■ TASK BRIEF ■
Return, without alteration, the portion of the land subsidence text that begins with the words containing "Figure 18 presents the" and ends with "the critical subsidence area.".

■ SELECTED TEXT ■
--------

Figure 18 presents the prediction results for the five scenarios. According to the WRA, areas with an average annual subsidence rate of greater than 4 cm critically require subsidence management. Accordingly, the total subsidence area with an average annual subsidence rate of greater than 4 cm (critical subsidence area) was evaluated for each scenario (Table 4).

Figure 18
figure 18

Land subsidence for each scenario. This figure was created using ArcGIS 10.6.1 software.

Table 4 Reduction of the critical subsidence area.

For Case 1 (90% electricity consumption), the critical subsidence area was 50.50 km2 (Fig. 18a), which represents a reduction of approximately 6.25 km2 (11.01% of the total area) compared with the 100% case. For Cases 2–5, the critical subsidence areas were 43.00, 35.25, 30.00, and 24.75 km2 (Fig. 18b–e), respectively. Table 4 reveals that the reduction of the critical subsidence areas for these cases was 7.50, 7.75, 5.25, and 5.25 km2, respectively, compared with that for the next-highest energy usage level.

Figure 19 reveals that the electricity usage reduction and the size of the critical area have an inversely proportional, approximately linear relationship. A decrease of approximately 10% in electricity consumption causes a decrease of 10% in critical subsidence area. Of the five scenarios considered in this study, reducing electricity consumption from 80 to 70% of the original consumption exhibited the best efficiency for decreasing the critical subsidence, with the decrease in the critical subsidence being 13.66% (Table 4).

Figure 19
figure 19

Relationship between reduction in electricity consumption and critical subsidence area.

The predictions of the proposed GIS-based ANN model are based on the assumption that a corresponding decrease occurs in the groundwater usage for irrigation. Moreover, an accumulated subsidence of greater than 60 m is not considered in the proposed model.

Discussion

A GIS-based ANN model for predicting land subsidence in Yunlin County was developed in this study. The correlation coefficients for the training, validation, and testing data sets were 0.880, 0.881, and 0.879, respectively. Thus, the historical subsidence data and the model predictions were strongly correlated, which indicated that the proposed model effectively predicted land subsidence in the study area.

--------

■ MATERIAL SUPPLIED ■
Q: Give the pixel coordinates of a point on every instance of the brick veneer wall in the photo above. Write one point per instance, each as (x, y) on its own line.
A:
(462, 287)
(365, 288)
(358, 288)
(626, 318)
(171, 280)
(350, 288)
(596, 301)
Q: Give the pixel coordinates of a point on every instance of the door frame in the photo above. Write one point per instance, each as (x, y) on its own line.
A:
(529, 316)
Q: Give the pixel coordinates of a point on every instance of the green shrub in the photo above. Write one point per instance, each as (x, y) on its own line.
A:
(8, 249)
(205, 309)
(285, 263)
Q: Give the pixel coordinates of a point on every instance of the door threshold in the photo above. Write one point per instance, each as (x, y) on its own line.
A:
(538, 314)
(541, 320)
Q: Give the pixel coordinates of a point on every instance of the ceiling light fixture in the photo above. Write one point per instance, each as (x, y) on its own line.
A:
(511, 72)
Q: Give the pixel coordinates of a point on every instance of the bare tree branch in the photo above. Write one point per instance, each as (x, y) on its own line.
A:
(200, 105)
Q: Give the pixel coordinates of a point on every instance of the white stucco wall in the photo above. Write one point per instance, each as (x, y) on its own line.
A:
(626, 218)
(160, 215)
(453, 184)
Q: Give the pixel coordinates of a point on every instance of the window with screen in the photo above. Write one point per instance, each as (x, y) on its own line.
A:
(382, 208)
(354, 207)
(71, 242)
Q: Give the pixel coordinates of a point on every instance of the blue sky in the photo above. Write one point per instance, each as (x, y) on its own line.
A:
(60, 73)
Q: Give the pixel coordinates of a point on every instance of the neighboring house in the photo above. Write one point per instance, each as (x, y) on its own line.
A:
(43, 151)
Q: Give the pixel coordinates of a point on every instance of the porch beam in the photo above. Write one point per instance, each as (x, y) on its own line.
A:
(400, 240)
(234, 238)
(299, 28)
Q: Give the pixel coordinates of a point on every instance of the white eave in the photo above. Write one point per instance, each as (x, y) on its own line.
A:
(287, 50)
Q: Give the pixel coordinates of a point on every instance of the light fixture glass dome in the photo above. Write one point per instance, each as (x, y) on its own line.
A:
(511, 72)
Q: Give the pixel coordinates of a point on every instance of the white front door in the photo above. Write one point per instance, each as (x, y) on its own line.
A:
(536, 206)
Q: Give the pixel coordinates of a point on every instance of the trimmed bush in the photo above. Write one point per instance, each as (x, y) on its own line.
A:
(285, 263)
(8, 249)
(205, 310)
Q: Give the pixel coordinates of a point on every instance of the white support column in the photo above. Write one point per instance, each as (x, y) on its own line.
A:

--------

■ FINISHED EXERCISE ■
Figure 18 presents the prediction results for the five scenarios. According to the WRA, areas with an average annual subsidence rate of greater than 4 cm critically require subsidence management. Accordingly, the total subsidence area with an average annual subsidence rate of greater than 4 cm (critical subsidence area) was evaluated for each scenario (Table 4).

Figure 18
figure 18

Land subsidence for each scenario. This figure was created using ArcGIS 10.6.1 software.

Table 4 Reduction of the critical subsidence area.